-- What to work on --
Record by record, give the entire listing again exactly.
○ ○ ○ ○ ○ ○ ○
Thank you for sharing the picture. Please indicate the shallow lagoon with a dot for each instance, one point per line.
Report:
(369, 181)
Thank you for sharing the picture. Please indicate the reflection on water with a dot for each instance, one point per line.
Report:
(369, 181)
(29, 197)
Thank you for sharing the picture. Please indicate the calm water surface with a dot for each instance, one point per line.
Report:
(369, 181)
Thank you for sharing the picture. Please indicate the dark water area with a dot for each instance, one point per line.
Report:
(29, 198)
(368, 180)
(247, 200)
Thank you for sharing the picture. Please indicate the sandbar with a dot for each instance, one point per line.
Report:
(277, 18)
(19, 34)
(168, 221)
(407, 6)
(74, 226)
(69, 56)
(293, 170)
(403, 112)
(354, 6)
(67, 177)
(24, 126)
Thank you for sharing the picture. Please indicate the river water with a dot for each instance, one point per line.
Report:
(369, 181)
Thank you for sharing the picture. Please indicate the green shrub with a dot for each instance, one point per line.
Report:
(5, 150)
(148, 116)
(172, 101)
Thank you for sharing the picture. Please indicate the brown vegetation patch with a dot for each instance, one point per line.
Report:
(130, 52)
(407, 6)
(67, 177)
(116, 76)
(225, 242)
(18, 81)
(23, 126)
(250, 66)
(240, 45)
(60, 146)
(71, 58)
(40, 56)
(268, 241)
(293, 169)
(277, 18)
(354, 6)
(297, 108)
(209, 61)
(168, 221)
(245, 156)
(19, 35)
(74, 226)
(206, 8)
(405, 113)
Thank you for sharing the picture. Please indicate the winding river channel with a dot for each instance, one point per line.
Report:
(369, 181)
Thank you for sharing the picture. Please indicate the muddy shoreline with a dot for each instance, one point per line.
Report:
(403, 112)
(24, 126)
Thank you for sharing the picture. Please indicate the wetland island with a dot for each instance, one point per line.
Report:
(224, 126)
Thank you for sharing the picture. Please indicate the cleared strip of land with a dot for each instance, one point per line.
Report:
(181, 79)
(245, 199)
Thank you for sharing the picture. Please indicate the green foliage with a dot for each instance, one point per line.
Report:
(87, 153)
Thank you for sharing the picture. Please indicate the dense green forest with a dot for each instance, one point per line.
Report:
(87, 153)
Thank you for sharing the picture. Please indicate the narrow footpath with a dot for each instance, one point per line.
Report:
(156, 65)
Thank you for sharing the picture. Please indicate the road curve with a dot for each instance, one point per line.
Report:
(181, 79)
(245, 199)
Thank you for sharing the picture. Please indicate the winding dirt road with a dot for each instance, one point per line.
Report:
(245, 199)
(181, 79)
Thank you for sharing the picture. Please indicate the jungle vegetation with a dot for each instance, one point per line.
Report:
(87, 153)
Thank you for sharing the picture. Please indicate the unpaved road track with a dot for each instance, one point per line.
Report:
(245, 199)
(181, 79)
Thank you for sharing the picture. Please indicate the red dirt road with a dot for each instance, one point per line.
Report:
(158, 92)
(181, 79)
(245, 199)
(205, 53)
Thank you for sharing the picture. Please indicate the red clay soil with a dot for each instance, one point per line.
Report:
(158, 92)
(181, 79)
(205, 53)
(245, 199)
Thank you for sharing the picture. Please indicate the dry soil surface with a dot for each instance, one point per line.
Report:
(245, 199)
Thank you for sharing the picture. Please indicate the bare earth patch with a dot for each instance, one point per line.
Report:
○ ○ ○ ○ ○ ○ ○
-- Answer to this exercise --
Thank you for sharing the picture. Please indicate the shallow lagoon with a dot for each instance, one point per line.
Report:
(369, 181)
Thank you for sharing the picture. Please indicate the reflection on water with a dot for each instance, one point per line.
Report:
(369, 181)
(29, 197)
Thank you for sharing the picture. Please indicate the calm water surface with a dot for each instance, one point per line.
Report:
(369, 181)
Thank you for sharing the picture. Please indicate the dark water area with a dot for each instance, one point per line.
Report:
(29, 198)
(368, 180)
(247, 200)
Thank you for sharing the picture. Please indicate the sandbar with a dot for each instance, one point per line.
Report:
(277, 18)
(19, 34)
(168, 221)
(407, 6)
(74, 226)
(69, 56)
(293, 170)
(403, 112)
(354, 6)
(67, 177)
(24, 126)
Thank you for sharing the picture. Please indicate the river water with a dot for each instance, one point per line.
Report:
(369, 181)
Thank you for sharing the picture. Please indicate the green shrub with a dot for each instance, one point per line.
Report:
(5, 150)
(148, 116)
(172, 101)
Thank you for sharing the picture. Please indicate the brown vegetation patch with a dot for each instance, one point per line.
Report:
(130, 52)
(407, 6)
(67, 177)
(116, 76)
(225, 242)
(18, 81)
(23, 126)
(250, 66)
(240, 45)
(60, 146)
(71, 58)
(40, 56)
(268, 241)
(293, 169)
(277, 18)
(354, 6)
(297, 108)
(209, 61)
(168, 221)
(245, 156)
(19, 35)
(74, 226)
(206, 8)
(405, 113)
Thank you for sharing the picture. Please indicate the winding river channel with a dot for each instance, one point per line.
Report:
(369, 181)
Thank you for sharing the picture. Please indicate the muddy shoreline with a dot for each instance, one point per line.
Report:
(403, 112)
(24, 126)
Thank you for sharing the picture. Please indicate the wetland island with a dot for each instance, one point per line.
Report:
(224, 126)
Thank you for sharing the picture. Please indicate the cleared strip of land with a dot for each instance, one point per line.
Report:
(181, 79)
(245, 199)
Thank you for sharing the picture. Please indicate the green foliage with a dot for each instance, one point per line.
Report:
(87, 153)
Thank you for sharing the picture. Please indicate the dense green forest with a dot for each instance, one point per line.
Report:
(87, 153)
Thank you for sharing the picture. Please indicate the narrow footpath with a dot for each instance, one point per line.
Report:
(156, 65)
Thank you for sharing the picture. Please indicate the road curve with a dot for each instance, one point per line.
Report:
(181, 79)
(245, 199)
Thank you for sharing the picture. Please indicate the winding dirt road with a dot for each instance, one point per line.
Report:
(245, 199)
(181, 79)
Thank you for sharing the picture. Please indicate the jungle vegetation with a dot for each instance, one point per line.
Report:
(87, 153)
Thank you for sharing the picture. Please indicate the unpaved road track with a dot for each instance, one point per line.
Report:
(245, 199)
(181, 79)
Thank you for sharing the picture. Please indicate the red dirt road with a dot for each instance, one point per line.
Report:
(158, 92)
(181, 79)
(245, 199)
(205, 53)
Thank you for sharing the picture. Please indicate the red clay soil with a dot for each instance, one point per line.
Report:
(158, 92)
(181, 79)
(205, 53)
(245, 199)
Thank you for sharing the picture. Please indicate the dry soil surface with a dot for each instance, one point per line.
Report:
(245, 199)
Thank you for sharing the picture. Please indicate the bare earth patch with a dot for each instance, one point per line.
Report:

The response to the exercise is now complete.